═══ ITEMS

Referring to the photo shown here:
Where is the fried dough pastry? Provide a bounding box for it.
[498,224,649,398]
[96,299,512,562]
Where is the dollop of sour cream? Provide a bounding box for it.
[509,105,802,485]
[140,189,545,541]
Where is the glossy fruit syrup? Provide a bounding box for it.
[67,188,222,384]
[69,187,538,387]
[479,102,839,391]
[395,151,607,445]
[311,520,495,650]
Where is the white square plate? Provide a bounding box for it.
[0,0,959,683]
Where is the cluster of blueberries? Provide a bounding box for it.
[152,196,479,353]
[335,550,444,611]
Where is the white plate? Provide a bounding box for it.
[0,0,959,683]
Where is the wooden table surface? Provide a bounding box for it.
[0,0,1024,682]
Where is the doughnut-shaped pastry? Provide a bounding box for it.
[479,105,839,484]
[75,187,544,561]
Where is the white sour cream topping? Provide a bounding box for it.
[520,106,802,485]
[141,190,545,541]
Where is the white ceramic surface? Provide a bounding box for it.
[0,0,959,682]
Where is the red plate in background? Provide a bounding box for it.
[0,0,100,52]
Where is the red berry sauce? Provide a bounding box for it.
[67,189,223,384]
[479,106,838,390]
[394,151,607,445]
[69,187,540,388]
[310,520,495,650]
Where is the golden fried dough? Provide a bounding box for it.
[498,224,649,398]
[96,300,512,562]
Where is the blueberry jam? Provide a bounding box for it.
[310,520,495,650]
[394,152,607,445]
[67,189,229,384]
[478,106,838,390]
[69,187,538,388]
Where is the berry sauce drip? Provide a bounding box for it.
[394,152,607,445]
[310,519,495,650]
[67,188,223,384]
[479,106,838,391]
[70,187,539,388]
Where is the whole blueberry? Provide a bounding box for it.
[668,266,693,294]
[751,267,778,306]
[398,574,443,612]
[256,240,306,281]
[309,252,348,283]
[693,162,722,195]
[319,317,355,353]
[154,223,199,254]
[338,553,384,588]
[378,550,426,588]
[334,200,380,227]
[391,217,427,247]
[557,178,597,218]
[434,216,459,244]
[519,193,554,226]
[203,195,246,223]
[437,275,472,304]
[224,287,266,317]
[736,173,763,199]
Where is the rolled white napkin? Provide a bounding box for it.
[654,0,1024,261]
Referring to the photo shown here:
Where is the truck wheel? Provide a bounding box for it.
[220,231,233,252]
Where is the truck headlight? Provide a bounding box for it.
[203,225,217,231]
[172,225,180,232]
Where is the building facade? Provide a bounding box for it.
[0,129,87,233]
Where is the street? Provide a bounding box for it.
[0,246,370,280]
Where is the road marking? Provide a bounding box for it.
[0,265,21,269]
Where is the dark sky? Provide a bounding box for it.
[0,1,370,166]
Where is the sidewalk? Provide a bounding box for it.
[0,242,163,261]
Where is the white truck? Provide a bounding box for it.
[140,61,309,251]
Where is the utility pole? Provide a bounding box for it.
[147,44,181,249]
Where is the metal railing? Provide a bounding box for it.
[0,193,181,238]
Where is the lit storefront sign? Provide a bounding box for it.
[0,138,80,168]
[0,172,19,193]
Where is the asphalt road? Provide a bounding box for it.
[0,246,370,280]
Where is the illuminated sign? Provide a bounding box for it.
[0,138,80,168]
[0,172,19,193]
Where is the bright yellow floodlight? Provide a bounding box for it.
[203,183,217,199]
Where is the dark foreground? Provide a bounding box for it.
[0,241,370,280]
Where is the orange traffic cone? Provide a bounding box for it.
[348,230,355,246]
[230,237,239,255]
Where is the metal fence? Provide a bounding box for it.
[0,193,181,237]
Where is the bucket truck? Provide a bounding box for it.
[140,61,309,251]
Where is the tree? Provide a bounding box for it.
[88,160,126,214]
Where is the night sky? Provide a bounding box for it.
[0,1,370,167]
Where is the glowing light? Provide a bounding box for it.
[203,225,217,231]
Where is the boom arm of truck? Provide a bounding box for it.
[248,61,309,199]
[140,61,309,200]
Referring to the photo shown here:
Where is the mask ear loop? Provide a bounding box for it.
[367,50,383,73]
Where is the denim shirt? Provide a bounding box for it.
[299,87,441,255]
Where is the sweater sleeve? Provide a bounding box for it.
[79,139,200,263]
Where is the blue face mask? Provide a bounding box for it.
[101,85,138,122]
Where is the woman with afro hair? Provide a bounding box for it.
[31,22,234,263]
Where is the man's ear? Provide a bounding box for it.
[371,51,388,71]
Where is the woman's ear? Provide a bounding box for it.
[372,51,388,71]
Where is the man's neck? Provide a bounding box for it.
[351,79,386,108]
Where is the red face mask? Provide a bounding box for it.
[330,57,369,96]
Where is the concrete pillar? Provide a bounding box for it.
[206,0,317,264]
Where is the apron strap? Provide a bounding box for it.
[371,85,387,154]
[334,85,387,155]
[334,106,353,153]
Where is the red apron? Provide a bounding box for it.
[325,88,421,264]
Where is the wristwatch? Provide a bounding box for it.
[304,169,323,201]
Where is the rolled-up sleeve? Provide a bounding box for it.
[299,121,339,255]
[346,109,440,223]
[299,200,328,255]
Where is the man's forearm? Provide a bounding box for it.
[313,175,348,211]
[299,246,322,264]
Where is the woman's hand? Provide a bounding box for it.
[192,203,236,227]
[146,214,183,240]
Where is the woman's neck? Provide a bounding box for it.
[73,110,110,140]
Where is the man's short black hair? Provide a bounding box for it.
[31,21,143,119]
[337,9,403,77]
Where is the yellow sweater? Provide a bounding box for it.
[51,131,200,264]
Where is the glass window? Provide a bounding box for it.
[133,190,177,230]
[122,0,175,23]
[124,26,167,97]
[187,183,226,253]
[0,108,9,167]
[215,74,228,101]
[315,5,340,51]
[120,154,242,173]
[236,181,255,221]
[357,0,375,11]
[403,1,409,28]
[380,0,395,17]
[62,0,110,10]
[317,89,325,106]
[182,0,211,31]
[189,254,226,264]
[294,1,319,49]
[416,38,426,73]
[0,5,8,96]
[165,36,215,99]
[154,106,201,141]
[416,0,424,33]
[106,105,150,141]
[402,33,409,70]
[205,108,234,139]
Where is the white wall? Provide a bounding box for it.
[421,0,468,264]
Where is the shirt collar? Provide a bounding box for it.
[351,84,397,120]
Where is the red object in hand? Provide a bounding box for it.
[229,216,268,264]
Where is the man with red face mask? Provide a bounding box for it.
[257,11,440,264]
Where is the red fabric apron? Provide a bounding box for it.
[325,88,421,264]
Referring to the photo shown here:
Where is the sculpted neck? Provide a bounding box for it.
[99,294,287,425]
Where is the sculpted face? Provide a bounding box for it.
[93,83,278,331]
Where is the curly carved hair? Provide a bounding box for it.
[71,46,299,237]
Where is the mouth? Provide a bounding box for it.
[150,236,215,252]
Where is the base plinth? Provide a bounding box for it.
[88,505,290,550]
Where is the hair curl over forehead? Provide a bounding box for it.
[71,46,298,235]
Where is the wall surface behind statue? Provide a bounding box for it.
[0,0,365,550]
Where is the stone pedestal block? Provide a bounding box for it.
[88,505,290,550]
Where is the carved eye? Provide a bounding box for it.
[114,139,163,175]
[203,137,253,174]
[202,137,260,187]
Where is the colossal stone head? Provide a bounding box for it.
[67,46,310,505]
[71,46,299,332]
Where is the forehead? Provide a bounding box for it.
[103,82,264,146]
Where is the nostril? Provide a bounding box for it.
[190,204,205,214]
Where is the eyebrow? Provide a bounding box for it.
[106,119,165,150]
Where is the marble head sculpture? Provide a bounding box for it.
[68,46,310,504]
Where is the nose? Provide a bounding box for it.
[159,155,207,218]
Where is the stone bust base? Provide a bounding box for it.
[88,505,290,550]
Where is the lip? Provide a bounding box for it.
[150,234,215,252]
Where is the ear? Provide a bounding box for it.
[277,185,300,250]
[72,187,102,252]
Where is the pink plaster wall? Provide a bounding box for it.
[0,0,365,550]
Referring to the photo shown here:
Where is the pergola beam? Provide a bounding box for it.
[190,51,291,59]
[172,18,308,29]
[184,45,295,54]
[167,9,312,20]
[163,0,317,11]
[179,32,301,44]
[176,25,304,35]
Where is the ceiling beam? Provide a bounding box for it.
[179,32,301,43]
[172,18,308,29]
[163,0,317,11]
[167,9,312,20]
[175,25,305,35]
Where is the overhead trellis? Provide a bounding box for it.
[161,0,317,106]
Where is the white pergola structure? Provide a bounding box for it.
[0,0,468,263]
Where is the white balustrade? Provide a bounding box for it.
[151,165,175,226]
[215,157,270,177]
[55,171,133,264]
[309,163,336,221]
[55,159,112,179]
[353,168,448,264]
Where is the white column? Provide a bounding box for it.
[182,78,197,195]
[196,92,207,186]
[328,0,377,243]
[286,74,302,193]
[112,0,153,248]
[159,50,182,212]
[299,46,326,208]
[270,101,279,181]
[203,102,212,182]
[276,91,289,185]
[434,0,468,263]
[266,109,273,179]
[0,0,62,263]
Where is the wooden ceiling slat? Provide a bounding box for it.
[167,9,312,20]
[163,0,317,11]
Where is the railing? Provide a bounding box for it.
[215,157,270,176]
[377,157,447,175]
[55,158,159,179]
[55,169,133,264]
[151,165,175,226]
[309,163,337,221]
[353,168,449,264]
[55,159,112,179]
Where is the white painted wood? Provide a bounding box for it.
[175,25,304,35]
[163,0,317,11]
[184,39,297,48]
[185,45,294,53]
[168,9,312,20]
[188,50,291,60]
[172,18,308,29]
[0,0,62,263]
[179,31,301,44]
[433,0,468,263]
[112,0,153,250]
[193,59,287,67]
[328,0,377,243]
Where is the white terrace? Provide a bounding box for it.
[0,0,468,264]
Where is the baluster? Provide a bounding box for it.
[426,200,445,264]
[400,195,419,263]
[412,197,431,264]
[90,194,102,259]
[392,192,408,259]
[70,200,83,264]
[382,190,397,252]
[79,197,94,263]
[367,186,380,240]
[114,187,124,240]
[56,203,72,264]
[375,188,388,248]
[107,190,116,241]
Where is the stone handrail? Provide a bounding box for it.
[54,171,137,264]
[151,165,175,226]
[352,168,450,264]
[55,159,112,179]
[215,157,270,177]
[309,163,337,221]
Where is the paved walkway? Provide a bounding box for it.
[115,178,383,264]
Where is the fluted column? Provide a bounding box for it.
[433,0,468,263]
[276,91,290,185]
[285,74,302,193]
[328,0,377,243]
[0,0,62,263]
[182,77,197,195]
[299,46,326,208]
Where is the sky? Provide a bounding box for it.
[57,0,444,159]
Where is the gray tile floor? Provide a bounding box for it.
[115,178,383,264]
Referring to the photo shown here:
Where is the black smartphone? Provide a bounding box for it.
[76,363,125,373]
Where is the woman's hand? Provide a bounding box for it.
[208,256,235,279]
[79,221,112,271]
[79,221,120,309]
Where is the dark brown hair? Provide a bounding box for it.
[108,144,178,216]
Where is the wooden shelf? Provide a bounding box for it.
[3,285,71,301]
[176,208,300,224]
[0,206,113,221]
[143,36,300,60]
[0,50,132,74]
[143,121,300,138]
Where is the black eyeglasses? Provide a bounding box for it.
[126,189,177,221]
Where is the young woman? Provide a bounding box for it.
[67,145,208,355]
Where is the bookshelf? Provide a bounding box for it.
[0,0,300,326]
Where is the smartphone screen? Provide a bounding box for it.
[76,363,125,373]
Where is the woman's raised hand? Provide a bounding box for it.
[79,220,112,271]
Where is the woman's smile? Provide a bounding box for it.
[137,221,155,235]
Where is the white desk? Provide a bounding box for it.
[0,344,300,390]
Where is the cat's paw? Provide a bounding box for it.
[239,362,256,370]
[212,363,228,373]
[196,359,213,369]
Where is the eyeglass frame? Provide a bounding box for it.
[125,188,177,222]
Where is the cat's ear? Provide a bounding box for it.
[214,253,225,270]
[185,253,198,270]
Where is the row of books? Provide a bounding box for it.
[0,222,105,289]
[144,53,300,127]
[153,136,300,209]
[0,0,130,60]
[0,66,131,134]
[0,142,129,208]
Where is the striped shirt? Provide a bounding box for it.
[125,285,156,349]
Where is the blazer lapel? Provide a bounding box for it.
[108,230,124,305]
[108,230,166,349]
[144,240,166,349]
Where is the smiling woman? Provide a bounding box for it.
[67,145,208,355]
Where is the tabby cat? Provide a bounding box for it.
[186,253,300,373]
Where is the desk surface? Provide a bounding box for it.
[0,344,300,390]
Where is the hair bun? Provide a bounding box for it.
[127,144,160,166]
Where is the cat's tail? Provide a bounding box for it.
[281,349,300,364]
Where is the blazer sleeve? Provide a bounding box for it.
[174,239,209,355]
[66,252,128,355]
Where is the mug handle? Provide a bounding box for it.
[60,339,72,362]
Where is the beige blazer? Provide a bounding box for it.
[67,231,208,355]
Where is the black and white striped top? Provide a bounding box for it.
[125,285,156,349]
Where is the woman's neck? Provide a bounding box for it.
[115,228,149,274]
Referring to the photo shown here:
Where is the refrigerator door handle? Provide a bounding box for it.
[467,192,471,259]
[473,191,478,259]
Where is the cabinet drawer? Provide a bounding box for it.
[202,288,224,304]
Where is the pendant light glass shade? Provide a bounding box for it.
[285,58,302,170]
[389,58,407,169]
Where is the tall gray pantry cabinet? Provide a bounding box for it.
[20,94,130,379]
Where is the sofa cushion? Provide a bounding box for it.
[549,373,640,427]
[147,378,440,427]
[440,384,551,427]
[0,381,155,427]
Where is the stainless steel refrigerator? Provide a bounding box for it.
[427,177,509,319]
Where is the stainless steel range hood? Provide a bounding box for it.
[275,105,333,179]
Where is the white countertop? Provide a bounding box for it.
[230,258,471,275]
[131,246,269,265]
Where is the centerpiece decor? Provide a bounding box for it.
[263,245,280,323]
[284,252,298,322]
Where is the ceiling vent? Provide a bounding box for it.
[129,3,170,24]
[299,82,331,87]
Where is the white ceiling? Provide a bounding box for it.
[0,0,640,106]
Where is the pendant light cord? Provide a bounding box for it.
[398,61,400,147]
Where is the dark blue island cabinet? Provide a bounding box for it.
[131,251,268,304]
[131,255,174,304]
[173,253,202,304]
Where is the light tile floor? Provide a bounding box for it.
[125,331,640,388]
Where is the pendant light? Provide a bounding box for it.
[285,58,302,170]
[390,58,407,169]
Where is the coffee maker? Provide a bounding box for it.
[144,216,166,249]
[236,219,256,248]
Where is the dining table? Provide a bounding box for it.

══════

> **WHAT THE EXERCISE ASKS**
Scale the listing from the line with "Where is the desk" up to and including the line with "[60,339,72,362]", and give all those lines again, requests included. Multiply every bounding box coordinate in the answers by 2.3 and round to whole numbers, with halves rounded up.

> **EXERCISE RESPONSE**
Where is the desk surface? Provide a bounding box for it.
[0,791,690,897]
Where is the hair bun? Provide a bounding box for it.
[292,331,368,382]
Where is the cat's tail? Provide a bounding box for it.
[646,803,690,837]
Where is the blazer sleeve? Provide a bounding box for it.
[400,550,481,817]
[152,580,294,817]
Where is the mug handle? Provide a bounding box for it.
[138,780,166,833]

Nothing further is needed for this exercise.